- DOCUMENT EXCERPT -
--

Genome-wide identification and analysis of the jasmonic acid biosynthetic and signaling gene families in grapevine and the functional verification of VvLOX9 in resistance to cold.

Jasmonic acid (JA) biosynthesis and signaling genes are crucial for plant adaptation to environmental stress, but their systematic characterization and functional roles in cold stress tolerance in grapevine (Vitis vinifera) remain largely unclear. In this study, we identified 62 JA-related genes in grapevine, including five allene oxide synthase (AOS), two allene oxide cyclase (AOC), 16 lipoxygenase (LOX), 11 12-oxophytodienoate reductase (OPR), seven coronatine-insensitive 1 (COI1), 11 myelocytomatosis (MYC), and 10 jasmonate ZIM-domain (JAZ). Their physicochemical properties, phylogeny, chromosomal locations, duplication patterns, conserved sequences, gene structure, motifs, cis-acting elements, and tissue-specific expression were analyzed. Phylogenetic analysis showed that all JA-related gene families (except VvAOCs) clustered into three distinct groups, with genes of similar structural features grouping closely-supporting functional conservation within subclades. Evolutionary analysis indicated that segmental duplication was the major driver for the expansion of VvLOX, VvAOC, VvAOS, and VvJAZ families. Cis-acting elements and expression patterns analysis using RNA-seq and RT-qPCR demonstrated that VvMYC, VvJAZ, VvLOX, VvAOC, VvAOS, and VvJAZ genes were involved in abiotic stress responses. Given its strong induction under cold stress, VvLOX9 was isolated from 'Cabernet Sauvignon'. Transient transformation assays in grapevine leaves demonstrated that VvLOX9 positively regulates cold tolerance by promoting JA accumulation. Furthermore, transient transformation, yeast one-hybrid and dual-luciferase reporter assays demonstrated that the cold-responsive transcription factor VvERF10 directly binds to the CCGAC cis-element in the VvLOX9 promoter and activates its expression. This study provides mechanistic insights into JA-mediated cold response and offers valuable genetic resources for grape cold-tolerant breeding.

--

- DATA EXTRACTS -
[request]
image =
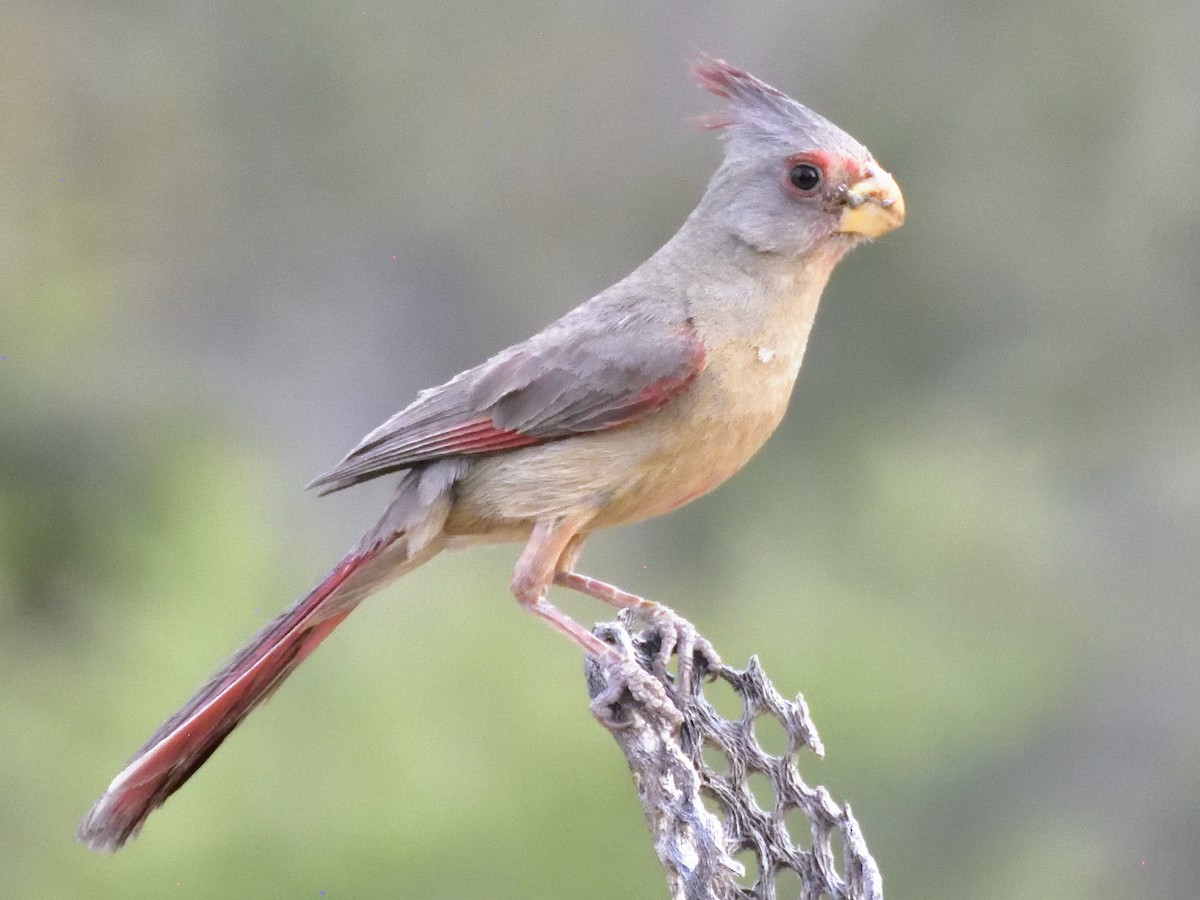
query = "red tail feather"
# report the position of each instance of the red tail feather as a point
(181, 745)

--

- REQUIRED WORK -
Please answer these questions from the grapevine jasmonic acid abstract:
(a) How many JA-related genes were identified in grapevine?
(b) From which grapevine cultivar was VvLOX9 isolated?
(c) Which cis-element in the VvLOX9 promoter does VvERF10 bind to?
The rows have nothing to do with the grapevine jasmonic acid abstract.

- RESPONSE TO THIS TASK -
(a) 62
(b) 'Cabernet Sauvignon'
(c) CCGAC